=== THE RECORDS ===

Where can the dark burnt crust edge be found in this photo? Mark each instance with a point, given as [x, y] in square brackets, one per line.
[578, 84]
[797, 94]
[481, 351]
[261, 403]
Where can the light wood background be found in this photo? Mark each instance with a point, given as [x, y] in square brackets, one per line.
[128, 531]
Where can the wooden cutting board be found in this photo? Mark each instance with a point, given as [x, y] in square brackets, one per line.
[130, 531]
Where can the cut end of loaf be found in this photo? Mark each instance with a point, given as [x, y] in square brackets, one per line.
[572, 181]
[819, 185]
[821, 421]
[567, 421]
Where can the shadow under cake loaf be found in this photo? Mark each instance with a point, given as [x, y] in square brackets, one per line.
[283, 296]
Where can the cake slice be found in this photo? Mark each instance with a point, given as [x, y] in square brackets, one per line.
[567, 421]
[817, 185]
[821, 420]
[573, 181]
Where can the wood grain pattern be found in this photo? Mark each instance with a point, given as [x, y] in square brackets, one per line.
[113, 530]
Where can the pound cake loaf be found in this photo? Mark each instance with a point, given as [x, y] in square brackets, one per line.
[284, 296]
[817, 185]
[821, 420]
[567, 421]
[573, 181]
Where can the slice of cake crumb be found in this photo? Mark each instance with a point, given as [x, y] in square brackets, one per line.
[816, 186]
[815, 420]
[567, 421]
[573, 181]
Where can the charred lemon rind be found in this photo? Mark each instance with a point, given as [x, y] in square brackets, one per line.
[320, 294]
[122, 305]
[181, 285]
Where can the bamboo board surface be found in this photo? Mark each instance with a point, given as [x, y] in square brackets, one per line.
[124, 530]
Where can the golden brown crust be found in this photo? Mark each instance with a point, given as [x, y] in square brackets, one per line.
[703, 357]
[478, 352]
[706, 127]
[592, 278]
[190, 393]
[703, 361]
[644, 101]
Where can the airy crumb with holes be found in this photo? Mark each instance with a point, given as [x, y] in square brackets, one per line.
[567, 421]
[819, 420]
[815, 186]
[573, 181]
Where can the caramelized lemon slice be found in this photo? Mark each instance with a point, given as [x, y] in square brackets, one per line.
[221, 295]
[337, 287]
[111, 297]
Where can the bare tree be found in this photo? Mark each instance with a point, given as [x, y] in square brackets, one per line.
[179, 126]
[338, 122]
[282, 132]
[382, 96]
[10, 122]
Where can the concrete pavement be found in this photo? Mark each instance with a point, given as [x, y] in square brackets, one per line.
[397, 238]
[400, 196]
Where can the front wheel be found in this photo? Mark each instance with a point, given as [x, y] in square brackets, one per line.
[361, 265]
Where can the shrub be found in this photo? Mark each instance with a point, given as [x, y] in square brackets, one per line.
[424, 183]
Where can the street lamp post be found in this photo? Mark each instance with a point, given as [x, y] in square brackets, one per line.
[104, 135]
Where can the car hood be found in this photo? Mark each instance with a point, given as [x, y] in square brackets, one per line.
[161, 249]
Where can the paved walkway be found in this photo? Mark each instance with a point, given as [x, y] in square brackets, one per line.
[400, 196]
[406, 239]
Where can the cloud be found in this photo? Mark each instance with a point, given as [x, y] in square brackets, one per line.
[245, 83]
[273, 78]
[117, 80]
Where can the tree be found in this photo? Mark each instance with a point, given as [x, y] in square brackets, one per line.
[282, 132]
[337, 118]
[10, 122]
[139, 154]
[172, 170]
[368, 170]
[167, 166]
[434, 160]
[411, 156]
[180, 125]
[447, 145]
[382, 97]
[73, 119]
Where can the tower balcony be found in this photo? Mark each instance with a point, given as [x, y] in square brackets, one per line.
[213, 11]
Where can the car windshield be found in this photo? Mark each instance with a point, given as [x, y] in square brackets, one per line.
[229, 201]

===

### EXERCISE OBJECTIVE
Could you output every line of the data above as a JSON list of strings, one string per line, with blank lines left out?

### SOLUTION TO THIS PROBLEM
[
  "Where can the dark burnt crust edge be found in this photo? Mark each instance with a point, given as [x, y] in square brackets, one per line.",
  "[578, 84]",
  "[797, 94]",
  "[481, 351]",
  "[261, 403]",
  "Where can the light wood background be found in this photo? Mark each instance with a point, given as [x, y] in square brackets, one per line.",
  "[128, 531]",
  "Where can the wooden cutting board be found in this photo? Mark each instance with a point, given as [x, y] in square brackets, one per line.",
  "[130, 531]",
  "Where can the cut end of loaf be found in this photo? Mark each instance with a point, given as [x, y] in square brackets, one per line.",
  "[572, 181]",
  "[819, 185]",
  "[821, 421]",
  "[567, 421]",
  "Where can the shadow under cake loaf be found in this photo? Mark each instance with a point, given as [x, y] in square brackets, one per line.",
  "[283, 296]",
  "Where can the cake slice be found in this photo? Mark each instance with a point, given as [x, y] in square brackets, one per line.",
  "[567, 421]",
  "[817, 185]",
  "[821, 420]",
  "[573, 181]",
  "Where can the wood grain pattern be found in this photo? Mark each instance with a point, given as [x, y] in square brackets, one per line.",
  "[113, 530]",
  "Where can the pound cake loaf be found in this photo? Mark each instance with a point, given as [x, y] in square brackets, one per line.",
  "[284, 296]",
  "[817, 185]",
  "[821, 420]",
  "[567, 421]",
  "[573, 181]",
  "Where can the slice of cake crumb be found in this photo? Mark each instance with a point, given as [x, y] in square brackets, one per line.",
  "[816, 186]",
  "[815, 420]",
  "[567, 421]",
  "[573, 181]",
  "Where can the charred lemon rind be found in this photo? Mark each instance with a point, given as [x, y] in square brackets, one per line.",
  "[320, 294]",
  "[122, 305]",
  "[181, 285]",
  "Where can the bamboo board surface be found in this photo? Mark each instance with a point, given as [x, y] in square brackets, one per line.",
  "[124, 530]",
  "Where can the golden brown crust be found in this photo? Mark each instance with a point, given as [x, y] in square brackets, one per line.",
  "[703, 357]",
  "[478, 352]",
  "[706, 127]",
  "[592, 278]",
  "[190, 393]",
  "[703, 361]",
  "[644, 101]",
  "Where can the airy crumb with holes be found in this photo? Mark each instance with a point, given as [x, y] in square brackets, one per line.",
  "[567, 421]",
  "[819, 420]",
  "[815, 186]",
  "[573, 181]",
  "Where can the caramelized lemon slice be found in this photo? Mark each instance with a point, given as [x, y] in square brackets, one per line.",
  "[221, 295]",
  "[337, 287]",
  "[111, 297]",
  "Where can the bare tree be found in this photo? Mark each instance with a point, given as [x, y] in square brackets, one per line.",
  "[179, 126]",
  "[338, 122]",
  "[282, 132]",
  "[382, 96]",
  "[10, 122]",
  "Where can the concrete pavement be found in this photo? Mark each instance with a point, given as [x, y] in square brackets, one per line.",
  "[397, 238]",
  "[400, 196]",
  "Where can the front wheel be found in this photo? Mark each instance with a point, given as [x, y] in square brackets, one per line.",
  "[361, 265]",
  "Where can the shrub be found in this photo? Mark each instance with a point, given as [x, y] in square brackets, one per line.",
  "[424, 183]",
  "Where can the street lamp post be found in this photo? Mark each instance with a point, given as [x, y] in square brackets, one per line.",
  "[104, 135]",
  "Where can the car hood be found in this photo? Mark each instance with a point, given as [x, y] in square brackets, one per line.",
  "[161, 249]",
  "Where can the paved walkway be found in this photo? Mark each instance with a point, given as [x, y] in square brackets, one per line.",
  "[400, 196]",
  "[406, 239]",
  "Where can the cloud be found in this photo? Mark each instance with a point, given as [x, y] in square brackets, one per line.",
  "[245, 83]",
  "[273, 78]",
  "[117, 80]",
  "Where can the tree be found in this photo? Mark each instance with a point, given as [x, y] in square brackets, one per line.",
  "[282, 132]",
  "[337, 118]",
  "[10, 122]",
  "[139, 154]",
  "[172, 170]",
  "[368, 170]",
  "[167, 166]",
  "[434, 160]",
  "[411, 156]",
  "[180, 125]",
  "[447, 145]",
  "[382, 97]",
  "[73, 119]",
  "Where can the tower balcony be found in this photo? Mark each instance with a point, given as [x, y] in square brackets, one per line.",
  "[213, 11]",
  "Where can the car windshield be found in this photo? Mark each instance with a point, given as [x, y] in square brackets, one per line.",
  "[229, 201]"
]